**ОТРЫВОК ИЗ ИНТЕРВЬЮ:**
········
Такие люди, как я, обычно не нравятся. Нравятся те, кто требует защиты. А гордых не любят... У меня всю жизнь был девиз: "недруг возрадуется твоей слабости, а друг будет презирать".
- Неужели никто вам не посочувствовал?
- Я получила много писем из России, вплоть до Воркуты. Пишут молодые люди. Не ожидала, что меня еще помнят. Я стала наконец-то улыбаться!
Когда ко мне подходят и спрашивают, как я поживаю, я неизменно отвечаю: "Спасибо, очень хорошо". Главное - что я жива и здорова. Не думаю, что нечистому, попытавшемуся одолеть меня, это нравится. Но хватит с него. Пусть уже от меня отстанет.
Вчера я побывала в Храме Христа Спасителя. Когда вышла на улицу, все свои деньги раздала нищим.
Налили мне святой водички, я ею умываюсь, пью. Верю, что Россия еще оживет. Может, я и наивная. Но актеры вообще наивные.
- А ваши внуки бывают в России, в Москве?
- В позапрошлом году со своей 10-летней внучкой я заехала на день в Москву. Она сказала: "Бабушка, единственное, что я хочу увидеть в Москве, это театр мумии". Я удивилась. А она пояснила, что имеет в виду мавзолей Ленина.
- А у вас не было мысли перебраться в Москву?
- Нет, этого никогда не было, хотя мне предлагали.
- О чем-то в жизни вы жалеете?
- Сейчас мне не хватает пространства. Нет того зрителя, того простора. В России гордилась, что я латышка, когда меня россияне просили прочесть что-нибудь на латышском языке. Вот этого мне не хватает. Об этом я жалею.

- Прежде вы были не чужды политики...
········
Фрагмент файла данных:

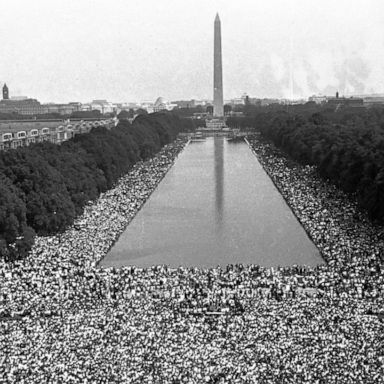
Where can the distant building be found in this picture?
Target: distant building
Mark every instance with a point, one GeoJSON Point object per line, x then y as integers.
{"type": "Point", "coordinates": [5, 92]}
{"type": "Point", "coordinates": [163, 105]}
{"type": "Point", "coordinates": [318, 99]}
{"type": "Point", "coordinates": [371, 101]}
{"type": "Point", "coordinates": [339, 102]}
{"type": "Point", "coordinates": [15, 134]}
{"type": "Point", "coordinates": [103, 106]}
{"type": "Point", "coordinates": [185, 103]}
{"type": "Point", "coordinates": [19, 98]}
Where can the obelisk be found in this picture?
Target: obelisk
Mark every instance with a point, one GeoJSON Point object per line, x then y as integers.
{"type": "Point", "coordinates": [218, 108]}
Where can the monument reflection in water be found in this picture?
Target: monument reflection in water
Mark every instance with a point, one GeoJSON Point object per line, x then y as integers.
{"type": "Point", "coordinates": [219, 183]}
{"type": "Point", "coordinates": [216, 206]}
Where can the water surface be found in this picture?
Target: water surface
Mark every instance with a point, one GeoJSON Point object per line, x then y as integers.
{"type": "Point", "coordinates": [216, 206]}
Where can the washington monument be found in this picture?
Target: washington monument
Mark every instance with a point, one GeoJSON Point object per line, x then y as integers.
{"type": "Point", "coordinates": [218, 108]}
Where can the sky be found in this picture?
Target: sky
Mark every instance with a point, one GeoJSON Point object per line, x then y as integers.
{"type": "Point", "coordinates": [137, 50]}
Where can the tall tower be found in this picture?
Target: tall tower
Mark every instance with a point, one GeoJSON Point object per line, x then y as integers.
{"type": "Point", "coordinates": [5, 92]}
{"type": "Point", "coordinates": [218, 107]}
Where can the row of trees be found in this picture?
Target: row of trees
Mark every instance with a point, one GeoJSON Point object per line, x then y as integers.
{"type": "Point", "coordinates": [347, 148]}
{"type": "Point", "coordinates": [43, 187]}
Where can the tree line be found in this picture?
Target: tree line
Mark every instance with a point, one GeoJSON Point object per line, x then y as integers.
{"type": "Point", "coordinates": [347, 147]}
{"type": "Point", "coordinates": [44, 186]}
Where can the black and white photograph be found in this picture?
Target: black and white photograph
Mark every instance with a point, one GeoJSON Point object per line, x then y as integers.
{"type": "Point", "coordinates": [192, 192]}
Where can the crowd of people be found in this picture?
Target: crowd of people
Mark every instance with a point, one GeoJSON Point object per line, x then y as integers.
{"type": "Point", "coordinates": [65, 319]}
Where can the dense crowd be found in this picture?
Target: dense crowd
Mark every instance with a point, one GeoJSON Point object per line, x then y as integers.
{"type": "Point", "coordinates": [64, 319]}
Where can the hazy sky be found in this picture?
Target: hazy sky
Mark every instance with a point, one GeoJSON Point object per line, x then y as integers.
{"type": "Point", "coordinates": [134, 50]}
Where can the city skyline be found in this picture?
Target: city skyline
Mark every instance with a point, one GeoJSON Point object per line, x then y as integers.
{"type": "Point", "coordinates": [60, 52]}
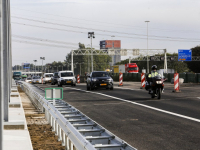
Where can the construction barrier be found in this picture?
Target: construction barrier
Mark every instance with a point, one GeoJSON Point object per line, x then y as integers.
{"type": "Point", "coordinates": [176, 83]}
{"type": "Point", "coordinates": [78, 78]}
{"type": "Point", "coordinates": [120, 79]}
{"type": "Point", "coordinates": [142, 80]}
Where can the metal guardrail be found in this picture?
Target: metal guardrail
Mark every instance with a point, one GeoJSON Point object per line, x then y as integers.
{"type": "Point", "coordinates": [73, 128]}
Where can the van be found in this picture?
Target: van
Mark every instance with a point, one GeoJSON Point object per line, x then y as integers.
{"type": "Point", "coordinates": [66, 78]}
{"type": "Point", "coordinates": [47, 77]}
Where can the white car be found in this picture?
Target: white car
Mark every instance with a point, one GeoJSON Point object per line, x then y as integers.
{"type": "Point", "coordinates": [47, 77]}
{"type": "Point", "coordinates": [66, 78]}
{"type": "Point", "coordinates": [36, 79]}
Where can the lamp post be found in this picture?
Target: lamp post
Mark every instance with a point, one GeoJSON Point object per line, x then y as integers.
{"type": "Point", "coordinates": [35, 65]}
{"type": "Point", "coordinates": [42, 58]}
{"type": "Point", "coordinates": [147, 48]}
{"type": "Point", "coordinates": [91, 35]}
{"type": "Point", "coordinates": [113, 57]}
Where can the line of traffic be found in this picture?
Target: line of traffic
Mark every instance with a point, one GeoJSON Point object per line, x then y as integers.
{"type": "Point", "coordinates": [146, 106]}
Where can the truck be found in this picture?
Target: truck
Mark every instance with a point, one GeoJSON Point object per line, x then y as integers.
{"type": "Point", "coordinates": [126, 68]}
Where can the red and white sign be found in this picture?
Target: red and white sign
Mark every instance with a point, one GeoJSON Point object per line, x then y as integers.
{"type": "Point", "coordinates": [121, 79]}
{"type": "Point", "coordinates": [143, 80]}
{"type": "Point", "coordinates": [78, 79]}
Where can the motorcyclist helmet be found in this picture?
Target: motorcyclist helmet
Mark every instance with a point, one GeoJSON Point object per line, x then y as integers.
{"type": "Point", "coordinates": [154, 67]}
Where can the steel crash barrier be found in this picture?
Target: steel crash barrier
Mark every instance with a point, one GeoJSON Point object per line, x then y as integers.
{"type": "Point", "coordinates": [73, 128]}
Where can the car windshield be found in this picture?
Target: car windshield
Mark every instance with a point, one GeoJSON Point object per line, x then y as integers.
{"type": "Point", "coordinates": [66, 74]}
{"type": "Point", "coordinates": [100, 74]}
{"type": "Point", "coordinates": [48, 75]}
{"type": "Point", "coordinates": [134, 68]}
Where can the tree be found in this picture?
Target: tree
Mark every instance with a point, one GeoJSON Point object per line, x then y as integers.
{"type": "Point", "coordinates": [194, 65]}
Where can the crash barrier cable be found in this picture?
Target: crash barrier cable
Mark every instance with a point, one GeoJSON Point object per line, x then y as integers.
{"type": "Point", "coordinates": [73, 128]}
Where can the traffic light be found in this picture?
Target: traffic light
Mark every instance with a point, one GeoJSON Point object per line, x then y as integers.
{"type": "Point", "coordinates": [162, 58]}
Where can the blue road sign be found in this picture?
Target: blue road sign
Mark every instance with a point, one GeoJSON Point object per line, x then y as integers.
{"type": "Point", "coordinates": [184, 55]}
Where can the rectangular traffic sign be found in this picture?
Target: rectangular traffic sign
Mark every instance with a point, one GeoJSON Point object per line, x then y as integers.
{"type": "Point", "coordinates": [184, 55]}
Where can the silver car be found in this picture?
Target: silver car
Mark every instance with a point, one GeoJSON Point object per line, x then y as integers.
{"type": "Point", "coordinates": [36, 79]}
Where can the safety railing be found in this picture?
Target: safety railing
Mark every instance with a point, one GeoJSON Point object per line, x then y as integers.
{"type": "Point", "coordinates": [73, 128]}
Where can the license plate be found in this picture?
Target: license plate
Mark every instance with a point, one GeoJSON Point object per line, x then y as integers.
{"type": "Point", "coordinates": [103, 84]}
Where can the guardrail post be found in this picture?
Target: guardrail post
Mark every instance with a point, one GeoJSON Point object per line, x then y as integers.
{"type": "Point", "coordinates": [56, 127]}
{"type": "Point", "coordinates": [51, 121]}
{"type": "Point", "coordinates": [72, 146]}
{"type": "Point", "coordinates": [53, 124]}
{"type": "Point", "coordinates": [63, 137]}
{"type": "Point", "coordinates": [66, 142]}
{"type": "Point", "coordinates": [59, 134]}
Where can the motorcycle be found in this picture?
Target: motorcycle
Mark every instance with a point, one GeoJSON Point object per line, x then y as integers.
{"type": "Point", "coordinates": [156, 85]}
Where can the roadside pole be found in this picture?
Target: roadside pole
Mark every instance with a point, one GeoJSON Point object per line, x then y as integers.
{"type": "Point", "coordinates": [1, 81]}
{"type": "Point", "coordinates": [5, 28]}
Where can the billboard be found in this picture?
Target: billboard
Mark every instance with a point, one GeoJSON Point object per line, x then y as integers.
{"type": "Point", "coordinates": [26, 65]}
{"type": "Point", "coordinates": [184, 55]}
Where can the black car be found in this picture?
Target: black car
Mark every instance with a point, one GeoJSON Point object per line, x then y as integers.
{"type": "Point", "coordinates": [54, 78]}
{"type": "Point", "coordinates": [99, 79]}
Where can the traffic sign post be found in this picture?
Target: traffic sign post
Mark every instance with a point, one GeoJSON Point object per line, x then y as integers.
{"type": "Point", "coordinates": [184, 55]}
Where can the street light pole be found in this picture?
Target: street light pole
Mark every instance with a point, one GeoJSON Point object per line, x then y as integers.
{"type": "Point", "coordinates": [91, 35]}
{"type": "Point", "coordinates": [43, 58]}
{"type": "Point", "coordinates": [35, 65]}
{"type": "Point", "coordinates": [147, 48]}
{"type": "Point", "coordinates": [113, 57]}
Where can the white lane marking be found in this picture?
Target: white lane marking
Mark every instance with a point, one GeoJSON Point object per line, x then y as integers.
{"type": "Point", "coordinates": [157, 109]}
{"type": "Point", "coordinates": [126, 88]}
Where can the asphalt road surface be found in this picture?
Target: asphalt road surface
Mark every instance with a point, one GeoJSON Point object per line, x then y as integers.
{"type": "Point", "coordinates": [171, 123]}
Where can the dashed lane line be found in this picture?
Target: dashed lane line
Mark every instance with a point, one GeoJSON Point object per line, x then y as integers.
{"type": "Point", "coordinates": [153, 108]}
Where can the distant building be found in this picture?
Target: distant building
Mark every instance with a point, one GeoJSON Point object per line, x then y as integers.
{"type": "Point", "coordinates": [112, 44]}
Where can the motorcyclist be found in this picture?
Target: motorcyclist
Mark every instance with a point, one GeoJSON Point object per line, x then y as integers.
{"type": "Point", "coordinates": [150, 76]}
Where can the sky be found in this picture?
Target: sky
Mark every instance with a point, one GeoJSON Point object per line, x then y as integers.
{"type": "Point", "coordinates": [52, 28]}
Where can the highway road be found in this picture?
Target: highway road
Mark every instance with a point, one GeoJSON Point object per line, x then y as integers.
{"type": "Point", "coordinates": [170, 123]}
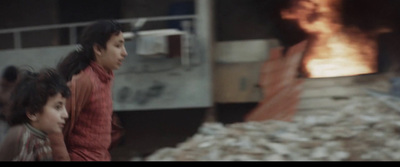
········
**ВОПРОСЫ И ЗАДАНИЯ:**
(1) Что, согласно интервью, было сделано со всеми деньгами после выхода из Храма Христа Спасителя?
(2) Перепишите из интервью весь фрагмент от слов «- Я получила» до слов «деньги раздала нищим.».
Данные взяты из другого источника.

**ОТВЕТЫ К ЗАДАНИЯМ:**
(1) Все деньги были розданы нищим.

(2)
- Я получила много писем из России, вплоть до Воркуты. Пишут молодые люди. Не ожидала, что меня еще помнят. Я стала наконец-то улыбаться!
Когда ко мне подходят и спрашивают, как я поживаю, я неизменно отвечаю: "Спасибо, очень хорошо". Главное - что я жива и здорова. Не думаю, что нечистому, попытавшемуся одолеть меня, это нравится. Но хватит с него. Пусть уже от меня отстанет.
Вчера я побывала в Храме Христа Спасителя. Когда вышла на улицу, все свои деньги раздала нищим.